Render the entries from the start through the line containing "87 3 131 42" as a two-column CSV with the header instruction,output and one row per entry. Put each value in a single quoted field, replacing line breaks with spaces.
*-*-*
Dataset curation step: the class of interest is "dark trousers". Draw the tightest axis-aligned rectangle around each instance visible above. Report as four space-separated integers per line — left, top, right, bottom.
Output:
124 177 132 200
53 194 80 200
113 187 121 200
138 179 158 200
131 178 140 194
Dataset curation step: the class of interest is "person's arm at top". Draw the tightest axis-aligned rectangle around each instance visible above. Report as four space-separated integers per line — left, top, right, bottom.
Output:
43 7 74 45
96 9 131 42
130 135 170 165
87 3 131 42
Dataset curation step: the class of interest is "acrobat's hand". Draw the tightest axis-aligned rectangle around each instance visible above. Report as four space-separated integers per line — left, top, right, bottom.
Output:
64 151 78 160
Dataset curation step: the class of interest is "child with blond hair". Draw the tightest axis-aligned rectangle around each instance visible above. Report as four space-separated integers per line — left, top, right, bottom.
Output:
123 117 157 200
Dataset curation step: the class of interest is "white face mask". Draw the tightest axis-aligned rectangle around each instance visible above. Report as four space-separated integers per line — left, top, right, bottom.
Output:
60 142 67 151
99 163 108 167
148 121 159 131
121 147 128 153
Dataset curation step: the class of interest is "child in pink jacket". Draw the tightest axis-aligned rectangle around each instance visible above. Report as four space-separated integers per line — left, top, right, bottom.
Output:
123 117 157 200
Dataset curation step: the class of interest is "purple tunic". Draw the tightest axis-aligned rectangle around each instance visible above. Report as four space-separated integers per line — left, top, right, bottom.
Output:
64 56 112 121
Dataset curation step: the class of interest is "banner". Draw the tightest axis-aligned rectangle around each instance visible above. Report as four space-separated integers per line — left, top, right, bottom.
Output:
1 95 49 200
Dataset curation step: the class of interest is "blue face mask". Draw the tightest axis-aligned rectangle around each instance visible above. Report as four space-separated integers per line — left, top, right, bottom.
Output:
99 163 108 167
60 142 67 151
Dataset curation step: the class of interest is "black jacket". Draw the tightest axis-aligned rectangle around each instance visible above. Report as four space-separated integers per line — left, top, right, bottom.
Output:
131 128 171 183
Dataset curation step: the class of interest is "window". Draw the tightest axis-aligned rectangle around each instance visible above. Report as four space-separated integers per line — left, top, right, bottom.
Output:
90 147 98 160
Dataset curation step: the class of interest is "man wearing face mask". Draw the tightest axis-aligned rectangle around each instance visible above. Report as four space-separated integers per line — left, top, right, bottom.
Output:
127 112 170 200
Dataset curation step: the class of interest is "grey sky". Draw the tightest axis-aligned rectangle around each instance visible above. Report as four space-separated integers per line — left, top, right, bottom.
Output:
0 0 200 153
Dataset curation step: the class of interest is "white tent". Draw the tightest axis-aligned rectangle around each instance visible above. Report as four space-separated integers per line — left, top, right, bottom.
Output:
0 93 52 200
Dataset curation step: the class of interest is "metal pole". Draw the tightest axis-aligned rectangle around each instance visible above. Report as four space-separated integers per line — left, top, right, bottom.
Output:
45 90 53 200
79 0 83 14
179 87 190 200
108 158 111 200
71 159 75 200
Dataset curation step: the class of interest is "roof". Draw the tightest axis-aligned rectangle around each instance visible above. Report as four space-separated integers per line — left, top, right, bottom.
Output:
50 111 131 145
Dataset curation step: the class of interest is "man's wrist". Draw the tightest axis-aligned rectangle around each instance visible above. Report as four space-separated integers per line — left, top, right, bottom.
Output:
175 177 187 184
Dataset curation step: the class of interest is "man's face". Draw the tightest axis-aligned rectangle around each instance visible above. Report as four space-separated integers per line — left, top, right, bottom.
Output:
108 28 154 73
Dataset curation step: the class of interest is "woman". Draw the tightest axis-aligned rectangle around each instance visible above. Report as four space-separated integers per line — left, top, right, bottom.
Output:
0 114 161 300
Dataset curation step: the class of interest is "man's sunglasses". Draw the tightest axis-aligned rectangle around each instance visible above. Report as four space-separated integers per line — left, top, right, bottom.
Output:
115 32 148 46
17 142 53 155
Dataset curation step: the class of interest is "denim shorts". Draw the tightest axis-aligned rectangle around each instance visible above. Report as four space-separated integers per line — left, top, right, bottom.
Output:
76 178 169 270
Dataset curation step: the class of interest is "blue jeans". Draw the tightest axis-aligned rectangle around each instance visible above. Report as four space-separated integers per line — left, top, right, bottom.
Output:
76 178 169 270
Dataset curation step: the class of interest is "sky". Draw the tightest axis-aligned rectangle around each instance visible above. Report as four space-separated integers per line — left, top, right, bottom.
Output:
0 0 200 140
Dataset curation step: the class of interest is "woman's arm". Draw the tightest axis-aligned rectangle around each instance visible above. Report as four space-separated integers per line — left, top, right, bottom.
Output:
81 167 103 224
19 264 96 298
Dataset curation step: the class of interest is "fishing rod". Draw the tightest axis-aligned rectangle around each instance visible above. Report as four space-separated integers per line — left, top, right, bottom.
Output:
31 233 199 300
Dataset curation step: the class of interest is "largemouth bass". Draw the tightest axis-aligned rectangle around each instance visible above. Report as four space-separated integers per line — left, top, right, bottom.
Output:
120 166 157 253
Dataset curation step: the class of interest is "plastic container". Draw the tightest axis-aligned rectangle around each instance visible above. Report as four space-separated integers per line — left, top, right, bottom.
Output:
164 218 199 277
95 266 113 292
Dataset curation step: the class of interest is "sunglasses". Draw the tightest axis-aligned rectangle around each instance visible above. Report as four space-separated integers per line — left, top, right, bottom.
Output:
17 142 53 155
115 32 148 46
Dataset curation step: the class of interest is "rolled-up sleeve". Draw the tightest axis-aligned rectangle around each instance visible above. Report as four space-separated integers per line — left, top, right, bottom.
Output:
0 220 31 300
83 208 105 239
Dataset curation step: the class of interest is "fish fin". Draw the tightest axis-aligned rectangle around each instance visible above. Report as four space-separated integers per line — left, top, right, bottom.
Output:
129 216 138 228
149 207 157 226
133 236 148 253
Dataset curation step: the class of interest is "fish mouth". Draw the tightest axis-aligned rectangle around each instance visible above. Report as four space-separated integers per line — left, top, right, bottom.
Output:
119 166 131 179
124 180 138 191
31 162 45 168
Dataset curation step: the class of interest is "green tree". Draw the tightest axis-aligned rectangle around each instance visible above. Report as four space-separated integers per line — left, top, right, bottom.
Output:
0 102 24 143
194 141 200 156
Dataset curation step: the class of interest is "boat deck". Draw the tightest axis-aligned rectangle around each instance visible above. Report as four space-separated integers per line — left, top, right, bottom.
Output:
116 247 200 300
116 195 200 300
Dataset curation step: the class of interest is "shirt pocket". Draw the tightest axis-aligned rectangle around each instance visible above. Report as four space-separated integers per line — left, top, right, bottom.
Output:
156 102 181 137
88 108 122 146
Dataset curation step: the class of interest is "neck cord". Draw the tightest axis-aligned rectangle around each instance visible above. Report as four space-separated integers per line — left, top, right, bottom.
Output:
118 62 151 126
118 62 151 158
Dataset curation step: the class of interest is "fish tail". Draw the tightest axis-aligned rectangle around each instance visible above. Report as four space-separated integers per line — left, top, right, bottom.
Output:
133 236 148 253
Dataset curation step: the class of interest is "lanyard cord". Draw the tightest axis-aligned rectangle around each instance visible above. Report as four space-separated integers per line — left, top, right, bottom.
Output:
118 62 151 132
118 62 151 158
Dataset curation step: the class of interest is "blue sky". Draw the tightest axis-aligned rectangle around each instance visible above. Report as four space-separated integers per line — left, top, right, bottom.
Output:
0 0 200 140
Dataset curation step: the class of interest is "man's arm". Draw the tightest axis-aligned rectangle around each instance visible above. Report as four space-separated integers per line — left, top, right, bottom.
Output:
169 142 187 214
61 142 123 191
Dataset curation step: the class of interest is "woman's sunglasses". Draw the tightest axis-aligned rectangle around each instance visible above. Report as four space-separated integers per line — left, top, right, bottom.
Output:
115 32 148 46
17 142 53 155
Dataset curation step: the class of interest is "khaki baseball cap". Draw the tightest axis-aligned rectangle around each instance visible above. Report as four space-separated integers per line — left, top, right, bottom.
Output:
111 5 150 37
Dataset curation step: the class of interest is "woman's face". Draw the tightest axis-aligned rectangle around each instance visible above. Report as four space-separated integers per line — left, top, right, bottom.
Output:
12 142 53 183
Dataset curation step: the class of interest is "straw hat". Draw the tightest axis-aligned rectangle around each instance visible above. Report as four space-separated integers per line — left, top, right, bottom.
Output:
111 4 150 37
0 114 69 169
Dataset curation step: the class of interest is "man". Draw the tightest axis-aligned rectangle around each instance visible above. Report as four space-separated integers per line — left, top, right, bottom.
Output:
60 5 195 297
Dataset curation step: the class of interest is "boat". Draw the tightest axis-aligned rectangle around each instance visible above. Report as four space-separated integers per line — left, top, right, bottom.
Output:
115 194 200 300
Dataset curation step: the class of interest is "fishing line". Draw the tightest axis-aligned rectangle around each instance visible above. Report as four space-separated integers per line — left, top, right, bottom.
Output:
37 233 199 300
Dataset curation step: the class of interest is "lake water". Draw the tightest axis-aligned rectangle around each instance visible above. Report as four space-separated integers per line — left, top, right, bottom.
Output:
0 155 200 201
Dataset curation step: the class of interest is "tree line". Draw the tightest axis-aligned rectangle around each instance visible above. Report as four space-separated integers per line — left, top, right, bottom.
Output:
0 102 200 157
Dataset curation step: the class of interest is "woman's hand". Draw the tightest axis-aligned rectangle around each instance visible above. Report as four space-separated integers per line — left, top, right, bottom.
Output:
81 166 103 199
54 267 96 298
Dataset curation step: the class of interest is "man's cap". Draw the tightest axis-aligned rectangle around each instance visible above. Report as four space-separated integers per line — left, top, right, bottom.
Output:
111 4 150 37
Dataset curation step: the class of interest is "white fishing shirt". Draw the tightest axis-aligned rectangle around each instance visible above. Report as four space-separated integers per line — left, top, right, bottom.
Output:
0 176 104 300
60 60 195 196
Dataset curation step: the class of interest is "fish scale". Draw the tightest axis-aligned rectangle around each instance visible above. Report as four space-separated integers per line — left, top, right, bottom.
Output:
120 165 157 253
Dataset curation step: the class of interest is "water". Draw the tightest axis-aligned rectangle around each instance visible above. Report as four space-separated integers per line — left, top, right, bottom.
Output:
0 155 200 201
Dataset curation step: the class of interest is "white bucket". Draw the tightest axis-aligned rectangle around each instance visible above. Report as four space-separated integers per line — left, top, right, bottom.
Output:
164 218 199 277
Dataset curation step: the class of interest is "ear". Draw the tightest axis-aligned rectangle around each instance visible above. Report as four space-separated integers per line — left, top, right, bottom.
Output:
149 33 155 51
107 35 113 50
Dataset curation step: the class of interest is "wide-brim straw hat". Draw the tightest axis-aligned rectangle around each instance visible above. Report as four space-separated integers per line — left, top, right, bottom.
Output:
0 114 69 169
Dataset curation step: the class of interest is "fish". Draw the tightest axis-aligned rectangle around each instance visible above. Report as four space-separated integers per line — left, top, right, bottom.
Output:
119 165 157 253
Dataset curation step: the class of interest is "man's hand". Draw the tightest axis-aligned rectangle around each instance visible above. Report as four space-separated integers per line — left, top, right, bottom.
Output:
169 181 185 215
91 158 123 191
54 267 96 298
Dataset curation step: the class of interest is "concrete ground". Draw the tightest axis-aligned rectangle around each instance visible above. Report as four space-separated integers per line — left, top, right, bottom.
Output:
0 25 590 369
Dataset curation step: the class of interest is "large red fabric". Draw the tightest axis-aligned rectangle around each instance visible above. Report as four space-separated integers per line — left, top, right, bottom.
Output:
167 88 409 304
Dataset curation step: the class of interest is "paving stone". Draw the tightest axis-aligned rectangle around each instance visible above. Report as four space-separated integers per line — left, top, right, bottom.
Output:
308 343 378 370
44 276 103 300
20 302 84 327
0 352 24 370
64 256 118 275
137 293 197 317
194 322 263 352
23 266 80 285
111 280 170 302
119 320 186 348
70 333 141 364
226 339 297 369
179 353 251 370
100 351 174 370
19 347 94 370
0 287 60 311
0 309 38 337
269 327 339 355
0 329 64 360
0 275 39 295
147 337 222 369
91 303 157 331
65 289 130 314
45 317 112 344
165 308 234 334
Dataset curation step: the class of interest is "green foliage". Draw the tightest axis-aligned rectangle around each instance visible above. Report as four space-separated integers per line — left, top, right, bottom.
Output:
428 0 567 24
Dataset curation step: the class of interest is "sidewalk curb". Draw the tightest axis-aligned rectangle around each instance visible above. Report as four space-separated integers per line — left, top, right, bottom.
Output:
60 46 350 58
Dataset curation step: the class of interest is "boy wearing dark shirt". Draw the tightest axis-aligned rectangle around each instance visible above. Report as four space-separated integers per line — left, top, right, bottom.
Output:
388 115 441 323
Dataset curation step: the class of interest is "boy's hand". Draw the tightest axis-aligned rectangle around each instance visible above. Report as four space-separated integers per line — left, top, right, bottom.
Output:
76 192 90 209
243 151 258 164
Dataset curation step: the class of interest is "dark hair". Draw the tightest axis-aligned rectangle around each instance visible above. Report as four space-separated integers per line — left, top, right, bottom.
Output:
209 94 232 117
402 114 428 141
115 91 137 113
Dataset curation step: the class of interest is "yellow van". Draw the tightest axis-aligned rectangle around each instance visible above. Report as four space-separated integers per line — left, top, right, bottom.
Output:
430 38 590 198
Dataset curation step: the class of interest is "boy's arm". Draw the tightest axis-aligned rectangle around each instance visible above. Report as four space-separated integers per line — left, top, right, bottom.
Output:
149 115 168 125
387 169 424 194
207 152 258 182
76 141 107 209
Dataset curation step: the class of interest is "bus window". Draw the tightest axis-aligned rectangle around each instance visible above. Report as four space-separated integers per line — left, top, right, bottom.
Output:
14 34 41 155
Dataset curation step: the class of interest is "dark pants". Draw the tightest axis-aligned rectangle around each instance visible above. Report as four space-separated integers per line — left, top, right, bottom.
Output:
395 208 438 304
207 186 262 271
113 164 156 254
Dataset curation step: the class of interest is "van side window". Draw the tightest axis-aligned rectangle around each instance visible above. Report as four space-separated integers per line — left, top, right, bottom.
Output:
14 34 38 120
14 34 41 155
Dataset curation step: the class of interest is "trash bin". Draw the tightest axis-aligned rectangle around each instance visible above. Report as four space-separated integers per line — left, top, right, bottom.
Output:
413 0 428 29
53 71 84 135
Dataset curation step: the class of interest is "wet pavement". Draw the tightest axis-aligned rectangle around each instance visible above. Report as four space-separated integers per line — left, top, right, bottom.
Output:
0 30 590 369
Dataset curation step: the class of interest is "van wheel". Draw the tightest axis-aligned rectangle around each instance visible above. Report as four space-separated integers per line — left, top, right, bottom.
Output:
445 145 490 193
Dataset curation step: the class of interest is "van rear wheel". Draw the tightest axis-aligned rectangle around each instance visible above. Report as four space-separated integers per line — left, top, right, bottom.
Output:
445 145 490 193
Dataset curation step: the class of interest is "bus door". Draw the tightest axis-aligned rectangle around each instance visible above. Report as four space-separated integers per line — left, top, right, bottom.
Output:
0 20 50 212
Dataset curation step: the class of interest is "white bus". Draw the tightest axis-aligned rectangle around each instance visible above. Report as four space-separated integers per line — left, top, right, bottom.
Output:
*-*-*
Task solution:
instruction,output
"Dataset curation step: the class of interest is ""dark trousers"". Draw the tightest axis-aligned rectangle around each instance visible above. Report as four space-separated integers per line — left, top, right, bottom. Output:","124 177 132 200 53 194 80 200 113 187 121 200 138 179 158 200 131 178 140 194"
"Dataset curation step: the class of interest is ""person's arm at top"". Draw the tightest axis-aligned rectangle around each instance visible above. Report as four space-separated integers per line — left, top, right, bottom. Output:","43 7 74 45 96 9 131 42 130 135 170 165 87 3 131 42"